---------- Document excerpt ----------

Re: [PATCH 3/3] vfio: Report PASID capability via VFIO_DEVICE_FEATURE ioctl

From: Yi Liu
Date: Mon Dec 11 2023 - 22:41:57 EST


On 2023/12/12 10:16, Tian, Kevin wrote:
From: Alex Williamson <alex.williamson@xxxxxxxxxx>
Sent: Tuesday, December 12, 2023 2:04 AM

On Sun, 26 Nov 2023 22:39:09 -0800
Yi Liu <yi.l.liu@xxxxxxxxx> wrote:

This reports the PASID capability data to userspace via
VFIO_DEVICE_FEATURE,
hence userspace could probe PASID capability by it. This is a bit different
with other capabilities which are reported to userspace when the user
reads
the device's PCI configuration space. There are two reasons for this.

- First, Qemu by default exposes all available PCI capabilities in vfio-pci
config space to the guest as read-only, so adding PASID capability in the
vfio-pci config space will make it exposed to the guest automatically while
an old Qemu doesn't really support it.

Shouldn't we also be working on hiding the PASID capability in QEMU
ASAP? This feature only allows QEMU to know PASID control is actually
available, not the guest. Maybe we're hoping this is really only used
by VFs where there's no capability currently exposed to the guest?

We expect this to be used by both PF/VF. It doesn't make sense to have
separate interfaces between them.

I'm not aware of that the PASID capability has been exported today. So
yes we should fix QEMU asap. and also remove the line exposing it
in vfio_pci_config.c.

---------- Supplied material ----------

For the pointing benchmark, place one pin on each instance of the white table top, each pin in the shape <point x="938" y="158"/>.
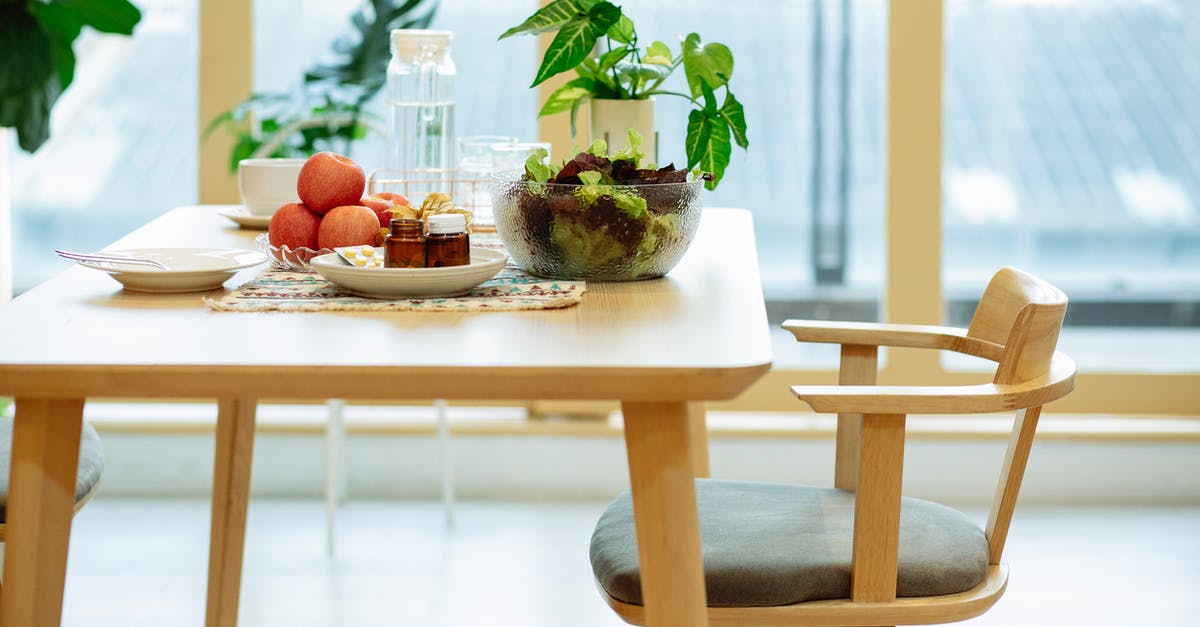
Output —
<point x="697" y="334"/>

----------

▶ _Set of tasks_
**A.** Copy the passage from the PASID capability patch thread exactly, from "We expect this" to "in vfio_pci_config.c.".
**B.** Extend the mailing-list reply about reporting the PASID capability through VFIO_DEVICE_FEATURE, picking up after its final sentence.

▶ _Outputs_
**A.**
We expect this to be used by both PF/VF. It doesn't make sense to have
separate interfaces between them.

I'm not aware of that the PASID capability has been exported today. So
yes we should fix QEMU asap. and also remove the line exposing it
in vfio_pci_config.c.

**B.**
Kernel side hides the PASID capability by setting its length as 0
in the below array. As a result, QEMU wont see it in the cap chain.
Do you mean we need to let QEMU always ignore it even if kernel side
does not hide it?

static const u16 pci_ext_cap_length[PCI_EXT_CAP_ID_MAX + 1] = {
...
[PCI_EXT_CAP_ID_PASID] = 0, /* not yet */
...
};

So far, kernel is still hiding it.



- Second, PASID capability does not exit on VFs (instead shares the cap of

s/exit/exist/

the PF). Creating a virtual PASID capability in vfio-pci config space needs
to find a hole to place it, but doing so may require device specific
knowledge to avoid potential conflict with device specific registers like
hiden bits in VF config space. It's simpler by moving this burden to the
VMM instead of maintaining a quirk system in the kernel.

This feels a bit like an incomplete solution though and we might
already posses device specific knowledge in the form of a variant
driver. Should this feature structure include a flag + field that
could serve to generically indicate to the VMM a location for
implementing the PASID capability? The default core implementation
might fill this only for PFs where clearly an emualted PASID capability
can overlap the physical capability. Thanks,


make sense

A location maybe not enough, may also need to know if any successive
cap, so that we can insert the capability into the cap chain.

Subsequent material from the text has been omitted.